* _AIM OF THE EXERCISE_
Looking at the material below, work out how many of its lines hold the string "target". Give that figure alone.

* _GIVEN RECORDS_

┌──

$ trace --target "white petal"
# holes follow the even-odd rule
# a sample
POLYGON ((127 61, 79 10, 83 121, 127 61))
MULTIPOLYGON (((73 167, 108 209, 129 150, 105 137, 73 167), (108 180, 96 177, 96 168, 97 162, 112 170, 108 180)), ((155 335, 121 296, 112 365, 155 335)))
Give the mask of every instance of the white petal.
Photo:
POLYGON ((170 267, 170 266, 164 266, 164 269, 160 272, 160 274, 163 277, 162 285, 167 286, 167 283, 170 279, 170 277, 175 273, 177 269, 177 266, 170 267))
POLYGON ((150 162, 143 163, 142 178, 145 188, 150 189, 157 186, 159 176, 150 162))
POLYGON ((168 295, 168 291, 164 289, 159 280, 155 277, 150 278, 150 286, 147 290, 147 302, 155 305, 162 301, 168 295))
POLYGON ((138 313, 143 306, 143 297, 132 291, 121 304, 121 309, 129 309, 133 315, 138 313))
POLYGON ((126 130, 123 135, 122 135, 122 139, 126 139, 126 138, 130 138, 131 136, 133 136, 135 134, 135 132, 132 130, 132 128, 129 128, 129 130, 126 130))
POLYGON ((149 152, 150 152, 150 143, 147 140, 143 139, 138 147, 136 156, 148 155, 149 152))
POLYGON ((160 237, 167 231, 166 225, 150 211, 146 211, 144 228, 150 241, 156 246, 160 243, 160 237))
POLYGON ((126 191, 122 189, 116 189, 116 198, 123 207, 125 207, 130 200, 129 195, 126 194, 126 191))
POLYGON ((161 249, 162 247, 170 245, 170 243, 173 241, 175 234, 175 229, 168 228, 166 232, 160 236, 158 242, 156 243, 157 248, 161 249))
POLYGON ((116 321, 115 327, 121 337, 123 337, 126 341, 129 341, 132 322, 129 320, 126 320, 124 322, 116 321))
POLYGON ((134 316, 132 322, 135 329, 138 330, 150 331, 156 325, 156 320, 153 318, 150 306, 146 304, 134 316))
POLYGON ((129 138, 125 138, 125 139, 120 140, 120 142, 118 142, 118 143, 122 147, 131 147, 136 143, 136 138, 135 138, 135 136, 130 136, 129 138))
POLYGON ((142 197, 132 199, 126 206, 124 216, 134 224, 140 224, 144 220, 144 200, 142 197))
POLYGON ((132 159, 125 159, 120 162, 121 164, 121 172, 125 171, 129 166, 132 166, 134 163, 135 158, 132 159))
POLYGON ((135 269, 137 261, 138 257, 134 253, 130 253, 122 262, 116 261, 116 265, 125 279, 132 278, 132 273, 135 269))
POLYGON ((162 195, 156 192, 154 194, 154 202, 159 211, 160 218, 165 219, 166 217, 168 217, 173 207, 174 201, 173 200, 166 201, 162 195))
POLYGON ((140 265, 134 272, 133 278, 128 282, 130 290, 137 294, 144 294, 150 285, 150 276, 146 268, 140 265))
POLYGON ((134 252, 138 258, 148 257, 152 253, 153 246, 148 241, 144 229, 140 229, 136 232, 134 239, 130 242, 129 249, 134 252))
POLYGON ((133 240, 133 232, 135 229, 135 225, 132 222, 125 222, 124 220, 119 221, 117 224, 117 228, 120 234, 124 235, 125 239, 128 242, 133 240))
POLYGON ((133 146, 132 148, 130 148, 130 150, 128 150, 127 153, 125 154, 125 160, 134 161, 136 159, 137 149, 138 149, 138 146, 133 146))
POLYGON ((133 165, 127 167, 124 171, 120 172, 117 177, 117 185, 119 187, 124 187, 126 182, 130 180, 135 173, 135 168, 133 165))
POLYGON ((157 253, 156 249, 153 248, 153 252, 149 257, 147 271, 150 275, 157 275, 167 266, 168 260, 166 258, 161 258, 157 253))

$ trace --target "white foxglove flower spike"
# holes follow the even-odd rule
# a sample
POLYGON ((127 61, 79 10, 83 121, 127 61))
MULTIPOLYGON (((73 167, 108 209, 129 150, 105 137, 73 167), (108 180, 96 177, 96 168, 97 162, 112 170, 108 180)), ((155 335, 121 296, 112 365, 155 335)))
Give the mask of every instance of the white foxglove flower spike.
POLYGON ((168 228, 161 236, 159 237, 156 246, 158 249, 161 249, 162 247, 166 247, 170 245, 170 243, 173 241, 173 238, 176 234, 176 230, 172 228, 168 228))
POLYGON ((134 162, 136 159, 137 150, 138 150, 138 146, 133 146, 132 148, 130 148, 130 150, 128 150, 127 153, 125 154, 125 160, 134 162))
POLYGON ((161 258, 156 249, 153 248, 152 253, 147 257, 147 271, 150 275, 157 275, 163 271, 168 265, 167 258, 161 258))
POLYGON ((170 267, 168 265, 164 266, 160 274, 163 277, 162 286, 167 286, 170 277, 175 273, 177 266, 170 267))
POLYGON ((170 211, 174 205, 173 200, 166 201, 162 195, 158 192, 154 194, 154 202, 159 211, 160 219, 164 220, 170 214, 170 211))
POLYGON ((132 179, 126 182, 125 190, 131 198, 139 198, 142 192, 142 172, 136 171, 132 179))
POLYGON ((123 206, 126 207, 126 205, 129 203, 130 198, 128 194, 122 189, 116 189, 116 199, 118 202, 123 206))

└──

* _TASK RESULT_
2